## Exercise description
Reproduce the lines below from the one that contains "Is there any mountain" through the end, inclusive, and add nothing.
-------
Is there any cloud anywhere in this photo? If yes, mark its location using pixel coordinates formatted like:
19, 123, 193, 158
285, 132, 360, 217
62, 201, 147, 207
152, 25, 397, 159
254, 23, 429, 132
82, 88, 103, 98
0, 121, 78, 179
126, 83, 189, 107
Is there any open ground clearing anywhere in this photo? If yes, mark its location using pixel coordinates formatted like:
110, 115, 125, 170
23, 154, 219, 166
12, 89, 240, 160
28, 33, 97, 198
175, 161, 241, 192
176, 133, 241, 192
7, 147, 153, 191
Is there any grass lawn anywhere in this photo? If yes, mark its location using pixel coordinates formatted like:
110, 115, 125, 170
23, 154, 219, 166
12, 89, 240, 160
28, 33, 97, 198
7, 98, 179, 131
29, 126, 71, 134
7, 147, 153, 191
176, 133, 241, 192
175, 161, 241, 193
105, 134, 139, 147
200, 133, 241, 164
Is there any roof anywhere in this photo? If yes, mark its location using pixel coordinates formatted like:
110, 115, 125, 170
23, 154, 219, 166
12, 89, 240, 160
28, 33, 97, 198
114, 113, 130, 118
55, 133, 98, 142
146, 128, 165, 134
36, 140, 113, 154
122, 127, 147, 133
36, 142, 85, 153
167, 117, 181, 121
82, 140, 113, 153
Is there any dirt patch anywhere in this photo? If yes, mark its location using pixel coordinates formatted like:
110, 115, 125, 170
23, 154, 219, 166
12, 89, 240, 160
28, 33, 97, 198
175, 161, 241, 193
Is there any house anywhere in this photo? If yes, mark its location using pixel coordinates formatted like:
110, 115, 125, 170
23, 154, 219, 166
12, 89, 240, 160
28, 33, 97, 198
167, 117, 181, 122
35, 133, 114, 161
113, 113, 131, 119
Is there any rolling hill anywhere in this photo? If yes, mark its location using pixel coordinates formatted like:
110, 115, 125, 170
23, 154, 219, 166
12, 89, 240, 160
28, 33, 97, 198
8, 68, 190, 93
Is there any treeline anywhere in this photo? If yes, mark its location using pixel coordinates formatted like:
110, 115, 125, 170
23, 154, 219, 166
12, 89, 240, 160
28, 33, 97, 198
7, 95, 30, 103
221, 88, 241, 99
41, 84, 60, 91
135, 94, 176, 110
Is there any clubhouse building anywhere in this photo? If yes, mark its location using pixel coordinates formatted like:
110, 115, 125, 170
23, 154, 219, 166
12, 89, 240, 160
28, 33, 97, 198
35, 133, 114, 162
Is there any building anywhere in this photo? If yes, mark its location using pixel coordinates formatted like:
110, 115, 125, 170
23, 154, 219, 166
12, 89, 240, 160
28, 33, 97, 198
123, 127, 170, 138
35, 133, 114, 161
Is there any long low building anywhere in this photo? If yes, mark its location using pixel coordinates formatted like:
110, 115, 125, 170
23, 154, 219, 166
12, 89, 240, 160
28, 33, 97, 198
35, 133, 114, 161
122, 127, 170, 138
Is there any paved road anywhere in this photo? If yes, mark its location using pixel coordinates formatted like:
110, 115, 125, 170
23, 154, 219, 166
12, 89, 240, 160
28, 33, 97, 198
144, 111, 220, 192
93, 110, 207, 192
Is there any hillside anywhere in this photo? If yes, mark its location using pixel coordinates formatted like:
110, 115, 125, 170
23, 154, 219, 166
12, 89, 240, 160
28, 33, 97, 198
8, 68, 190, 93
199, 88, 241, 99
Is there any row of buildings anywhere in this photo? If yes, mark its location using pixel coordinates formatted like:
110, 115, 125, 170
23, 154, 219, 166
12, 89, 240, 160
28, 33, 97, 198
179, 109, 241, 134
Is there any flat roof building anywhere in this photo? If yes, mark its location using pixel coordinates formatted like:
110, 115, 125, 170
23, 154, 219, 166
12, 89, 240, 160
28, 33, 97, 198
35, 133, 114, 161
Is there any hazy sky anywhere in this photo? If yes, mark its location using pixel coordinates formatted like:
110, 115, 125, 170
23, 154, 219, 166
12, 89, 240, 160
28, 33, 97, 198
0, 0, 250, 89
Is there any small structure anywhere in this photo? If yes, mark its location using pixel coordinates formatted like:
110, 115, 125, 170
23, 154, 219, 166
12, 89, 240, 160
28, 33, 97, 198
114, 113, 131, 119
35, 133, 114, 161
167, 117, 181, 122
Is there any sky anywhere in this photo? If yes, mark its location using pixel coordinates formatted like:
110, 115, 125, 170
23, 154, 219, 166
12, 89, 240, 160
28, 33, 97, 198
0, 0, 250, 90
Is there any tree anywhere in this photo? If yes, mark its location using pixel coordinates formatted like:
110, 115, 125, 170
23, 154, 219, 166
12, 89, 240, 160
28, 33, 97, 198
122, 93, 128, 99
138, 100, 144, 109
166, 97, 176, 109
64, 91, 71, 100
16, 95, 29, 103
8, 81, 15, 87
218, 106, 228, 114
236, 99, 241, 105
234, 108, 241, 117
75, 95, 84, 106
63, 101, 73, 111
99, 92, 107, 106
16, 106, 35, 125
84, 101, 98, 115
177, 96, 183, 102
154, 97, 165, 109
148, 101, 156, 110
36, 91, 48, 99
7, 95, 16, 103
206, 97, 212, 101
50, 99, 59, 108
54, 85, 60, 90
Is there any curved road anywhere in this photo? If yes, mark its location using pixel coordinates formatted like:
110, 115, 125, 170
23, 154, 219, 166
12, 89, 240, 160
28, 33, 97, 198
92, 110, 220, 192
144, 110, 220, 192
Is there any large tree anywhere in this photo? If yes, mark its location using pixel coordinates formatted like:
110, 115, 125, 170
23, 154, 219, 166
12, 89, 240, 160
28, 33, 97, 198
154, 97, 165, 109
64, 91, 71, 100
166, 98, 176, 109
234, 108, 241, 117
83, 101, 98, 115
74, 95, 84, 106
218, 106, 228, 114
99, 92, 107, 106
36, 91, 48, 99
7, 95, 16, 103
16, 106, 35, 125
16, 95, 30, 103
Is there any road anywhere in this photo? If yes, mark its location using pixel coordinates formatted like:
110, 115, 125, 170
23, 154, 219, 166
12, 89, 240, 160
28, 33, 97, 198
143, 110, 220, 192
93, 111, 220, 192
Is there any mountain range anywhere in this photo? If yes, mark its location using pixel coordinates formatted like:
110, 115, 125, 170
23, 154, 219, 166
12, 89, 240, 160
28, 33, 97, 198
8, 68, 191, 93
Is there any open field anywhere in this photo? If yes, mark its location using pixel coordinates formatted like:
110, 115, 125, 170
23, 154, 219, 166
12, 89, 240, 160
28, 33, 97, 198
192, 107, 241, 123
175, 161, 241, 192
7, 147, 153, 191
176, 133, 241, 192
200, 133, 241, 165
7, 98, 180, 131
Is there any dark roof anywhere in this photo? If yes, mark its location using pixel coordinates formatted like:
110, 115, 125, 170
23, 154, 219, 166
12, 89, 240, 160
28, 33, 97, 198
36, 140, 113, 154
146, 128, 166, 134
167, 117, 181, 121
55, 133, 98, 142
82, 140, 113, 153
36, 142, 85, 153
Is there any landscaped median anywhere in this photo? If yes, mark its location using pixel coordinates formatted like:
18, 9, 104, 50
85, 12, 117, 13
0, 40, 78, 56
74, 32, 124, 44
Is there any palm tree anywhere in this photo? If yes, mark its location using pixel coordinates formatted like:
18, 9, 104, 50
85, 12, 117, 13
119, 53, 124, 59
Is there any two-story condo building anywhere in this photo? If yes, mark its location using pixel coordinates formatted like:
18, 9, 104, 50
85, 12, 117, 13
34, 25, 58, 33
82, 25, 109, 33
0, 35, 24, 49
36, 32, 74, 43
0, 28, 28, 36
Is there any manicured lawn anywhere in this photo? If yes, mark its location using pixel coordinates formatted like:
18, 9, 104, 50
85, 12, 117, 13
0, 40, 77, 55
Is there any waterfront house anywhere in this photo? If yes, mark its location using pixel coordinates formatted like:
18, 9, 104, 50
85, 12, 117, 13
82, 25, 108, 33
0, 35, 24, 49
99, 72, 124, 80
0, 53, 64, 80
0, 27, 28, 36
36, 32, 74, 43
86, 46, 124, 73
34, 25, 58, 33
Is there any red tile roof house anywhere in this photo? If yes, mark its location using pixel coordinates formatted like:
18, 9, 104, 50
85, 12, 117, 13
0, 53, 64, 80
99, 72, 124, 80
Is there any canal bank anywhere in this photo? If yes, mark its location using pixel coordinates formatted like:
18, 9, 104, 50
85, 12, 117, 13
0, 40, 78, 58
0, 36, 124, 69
-------
## Task response
Is there any mountain range anywhere in this photo? If yes, mark its location using pixel coordinates formatted like:
110, 115, 125, 170
23, 154, 219, 166
12, 89, 240, 160
28, 33, 97, 198
8, 68, 191, 93
Is there any open field anywhere in this photo? If yes, mark its location using pixel coordinates formatted like:
110, 115, 125, 170
23, 154, 219, 166
12, 89, 240, 160
28, 33, 97, 198
192, 107, 241, 123
175, 161, 241, 192
7, 147, 153, 191
176, 133, 241, 192
200, 133, 241, 165
7, 98, 180, 131
Is there any dark roof anywhere in this photo? If yes, mark its location using pixel coordinates formatted like:
110, 115, 125, 170
23, 154, 219, 166
12, 89, 240, 160
28, 33, 97, 198
36, 140, 113, 154
146, 128, 166, 134
167, 117, 181, 121
55, 133, 98, 142
82, 140, 113, 153
36, 142, 85, 153
Is there any landscaped median anywhere in this photo? If yes, mark its location using pixel coordinates formatted like:
18, 9, 104, 50
85, 12, 117, 13
0, 40, 78, 56
74, 32, 124, 44
Is there any palm tree anywhere in this photo? If yes, mark its location using pixel coordinates formatted like:
18, 9, 104, 50
85, 12, 117, 13
119, 53, 124, 59
Is there any two-story condo building anywhere in this photo? If yes, mark its location using pixel coordinates formatted like:
18, 9, 104, 50
85, 12, 117, 13
34, 25, 58, 33
82, 25, 109, 33
0, 35, 24, 49
36, 32, 74, 43
0, 28, 28, 36
Is there any manicured lawn anywhere in this photo? If yes, mark its location using pixel coordinates formatted like:
18, 9, 104, 50
85, 12, 117, 13
0, 40, 77, 55
Is there any waterfront house anywhere in this photo? If yes, mark its location using pixel coordinates formatted like:
18, 9, 104, 50
85, 12, 117, 13
82, 25, 108, 33
0, 35, 24, 49
99, 72, 124, 80
0, 53, 64, 80
0, 27, 28, 36
36, 32, 74, 43
86, 46, 124, 73
34, 25, 58, 33
Is there any red tile roof house anywhere in this photo? If yes, mark its location using pixel coordinates formatted like:
18, 9, 104, 50
85, 12, 117, 13
0, 53, 64, 80
99, 72, 124, 80
Is there any canal bank anywhere in this photo? If yes, mark its location using pixel coordinates formatted like:
18, 9, 104, 50
85, 12, 117, 13
0, 40, 78, 58
0, 36, 124, 69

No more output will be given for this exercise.